** start Text **

Using the Kubernetes Explorer

Accessing the Kubernetes Explorer

For easier management of Kubernetes resources, you can use the Kubernetes explorer, accessible from the side panel on the right. Alternatively, it can be accessed using Tools > Cloud Code > Kubernetes > View Cluster Explorer.

Kubernetes Explorer panel open using the tab on the right side taskbar

With the Kubernetes Explorer, you can access information about your clusters, nodes, workloads, and more, as well as set an current context, stream and view logs, open an interactive terminal, and look up resource descriptions.

While Cloud Code uses the default kubeconfig file, located under the '$HOME/.kube' directory, for retrieving Kubernetes resources, you can choose to use alternate kubeconfig files. Refer to Working with additional kubeconfig files for details on how to manage your kubeconfigs.

Basic actions

The Kubernetes Explorer is powered by kubectl. As long as you've configured your kubectl context to access your clusters, you can use the Kubernetes Explorer to browse all your available namespaces, resources, and nodes for your clusters, regardless of them being in the active or inactive context.

Copying resource name

You can copy any Kubernetes resource name to the clipboard (including container and cluster names). Copying a resource name using its right-click menu

Refreshing resources

The Kubernetes Explorer watches for changes and automatically refreshes to reflect updates. To force a refresh of any Kubernetes resource to fetch its latest information, right-click the resource and choose 'Refresh'. Refreshing a pod using its right-click accessible refresh menu

Additionally, you can force a refresh of the entire explorer using the Kubernetes Explorer's refresh button.

Refresh button for Kubernetes Explorer

Describing resources

You can run a kubectl describe on any (non-cluster) resource to display its details by choosing Describe. This will present resource information in the Kubernetes Explorer Console panel.

Describe option available when right-clicking an appropriate resource within the Kubernetes Explorer panel and choosing Describe

To view resource details, you can also click on any resource. If it has attached metadata, this will be available in the Resource Details Panel within the Kubernetes Explorer.

** end Text **

• **Written instruction A**:
In the entries, reproduce the lines between the one holding "Locate black t-shirt." and the one holding "[760,146,781,170]", inclusive, swapping "circular" for "round" and leaving everything else unchanged.
• **Written instruction B**:
Write the next part of the Kubernetes Explorer text, picking up after its final sentence.

** start Exercise data **

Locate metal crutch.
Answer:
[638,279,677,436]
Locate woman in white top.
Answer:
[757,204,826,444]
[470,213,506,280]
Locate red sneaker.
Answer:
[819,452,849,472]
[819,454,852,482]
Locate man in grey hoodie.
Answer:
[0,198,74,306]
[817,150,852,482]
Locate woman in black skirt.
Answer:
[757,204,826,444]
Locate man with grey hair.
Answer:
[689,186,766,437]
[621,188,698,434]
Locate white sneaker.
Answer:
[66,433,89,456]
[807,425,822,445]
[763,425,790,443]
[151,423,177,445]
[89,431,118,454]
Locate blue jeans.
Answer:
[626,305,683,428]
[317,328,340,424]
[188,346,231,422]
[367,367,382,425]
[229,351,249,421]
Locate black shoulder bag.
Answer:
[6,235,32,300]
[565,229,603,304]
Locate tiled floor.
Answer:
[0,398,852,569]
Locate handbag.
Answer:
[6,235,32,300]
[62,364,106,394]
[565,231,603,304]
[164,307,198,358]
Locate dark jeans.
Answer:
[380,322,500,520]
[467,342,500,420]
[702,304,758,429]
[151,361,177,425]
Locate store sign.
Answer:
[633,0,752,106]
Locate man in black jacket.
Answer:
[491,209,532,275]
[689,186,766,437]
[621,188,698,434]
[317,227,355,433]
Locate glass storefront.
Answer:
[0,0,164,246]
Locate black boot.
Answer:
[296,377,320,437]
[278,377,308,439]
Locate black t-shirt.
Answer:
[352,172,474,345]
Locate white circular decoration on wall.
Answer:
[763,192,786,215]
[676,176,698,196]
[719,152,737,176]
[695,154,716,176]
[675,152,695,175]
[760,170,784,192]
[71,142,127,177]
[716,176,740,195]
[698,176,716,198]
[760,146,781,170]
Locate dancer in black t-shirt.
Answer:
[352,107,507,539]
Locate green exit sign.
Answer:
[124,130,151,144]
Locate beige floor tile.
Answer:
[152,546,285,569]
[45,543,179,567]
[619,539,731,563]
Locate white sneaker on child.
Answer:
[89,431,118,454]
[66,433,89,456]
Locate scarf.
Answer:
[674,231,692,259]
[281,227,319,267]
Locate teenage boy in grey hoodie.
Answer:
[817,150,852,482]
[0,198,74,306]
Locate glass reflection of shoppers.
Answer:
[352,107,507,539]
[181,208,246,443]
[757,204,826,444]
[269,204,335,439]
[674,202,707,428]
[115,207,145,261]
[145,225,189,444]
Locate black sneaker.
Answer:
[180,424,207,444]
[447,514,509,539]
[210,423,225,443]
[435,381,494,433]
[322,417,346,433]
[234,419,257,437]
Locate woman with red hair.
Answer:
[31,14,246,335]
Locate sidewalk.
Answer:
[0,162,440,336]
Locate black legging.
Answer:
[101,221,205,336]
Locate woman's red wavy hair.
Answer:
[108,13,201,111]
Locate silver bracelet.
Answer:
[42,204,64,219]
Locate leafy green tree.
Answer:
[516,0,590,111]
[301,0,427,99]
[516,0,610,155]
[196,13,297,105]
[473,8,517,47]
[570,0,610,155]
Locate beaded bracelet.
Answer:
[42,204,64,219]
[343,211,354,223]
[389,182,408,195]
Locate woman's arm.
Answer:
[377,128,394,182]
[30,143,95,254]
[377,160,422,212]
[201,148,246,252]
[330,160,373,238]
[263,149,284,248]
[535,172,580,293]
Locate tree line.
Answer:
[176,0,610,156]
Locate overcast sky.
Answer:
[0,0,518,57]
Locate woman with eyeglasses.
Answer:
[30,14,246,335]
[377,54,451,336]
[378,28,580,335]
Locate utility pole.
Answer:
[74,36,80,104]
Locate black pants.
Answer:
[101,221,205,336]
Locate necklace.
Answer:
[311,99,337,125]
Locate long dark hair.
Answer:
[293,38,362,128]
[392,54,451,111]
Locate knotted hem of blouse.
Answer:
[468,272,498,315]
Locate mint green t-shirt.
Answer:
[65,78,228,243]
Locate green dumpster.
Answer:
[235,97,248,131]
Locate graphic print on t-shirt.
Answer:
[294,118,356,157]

** end Exercise data **

• **Response A**:
Locate black t-shirt.
Answer:
[352,172,474,345]
Locate white round decoration on wall.
Answer:
[763,192,786,215]
[676,176,698,196]
[719,152,737,176]
[695,154,716,176]
[675,152,695,175]
[760,170,784,192]
[71,142,127,177]
[716,176,740,195]
[698,176,716,198]
[760,146,781,170]

• **Response B**:
Viewing resource metadata within the Resource Details panel available in the second half of the Kubernetes Explorer

Viewing remote YAML

You can view the YAML of a resource in your cluster, right from the Kubernetes Explorer. Navigate to a resource in the Kubernetes Explorer, such as a pod, right-click, and select 'View Remote YAML'.

This opens the YAML file corresponding to your specified resource in a new editor tab.

Viewing the YAML of a pod by right-clicking its label in the Kubernetes Explorer and choosing 'View Remote YAML'

Streaming logs

For pods, containers, deployments, services, and replica sets, you can stream and view logs from these resources into the Kubernetes Explorer Console to monitor their progress.

Streaming logs from a pod using its right-click menu to output logs into the Kubernetes Explorer Console

Launching a terminal

For pods and containers, you can open an interactive terminal.

Using the right click menu on a pod to access an interactive terminal in the Kubernetes Explorer Console

Resource specific actions

The Kubernetes Explorer displays clusters, namespaces, nodes, workloads (such as deployments, replicasets, pods and containers), services and ingresses, configurations (secrets, config maps, etc.) and storage (volumes etc.). Using the Kubernetes Explorer, you can perform unique actions on some of these resources.

Clusters

  • Add a Google Kubernetes Engine cluster: Add an existing Standard or Autopilot GKE cluster or create a new one by clicking the Add GKE Cluster button Add cluster plus icon within the Kubernetes Explorer.

    This brings up the Add GKE Cluster dialog where you can choose the project and the respective cluster you'd like to use. You can also create a new cluster and return back to this dialog.

    Once done, click OK and access your chosen cluster and its underlying resources through the Kubernetes Explorer.

    Adding a GKE cluster with Kubernetes Explorer dialog with fields for project and cluster names

  • Set as current context: Set specified cluster as active such that your configured kubectl context will access this cluster by default.

    Setting a cluster as the current context with Kubernetes Explorer

    If this action is successful, the explorer will refresh automatically and you'll see the Kubernetes symbol next to the appropriate cluster.

    Additionally, if a cluster has multiple contexts configured, you'll be able to choose one of the available contexts to set as the current context.

    Choosing and setting an active cluster from a list of multiple contexts with Kubernetes Explorer

Namespaces

  • Set as current context: Set a namespace as active such that your configured kubectl context will access this namespace by default.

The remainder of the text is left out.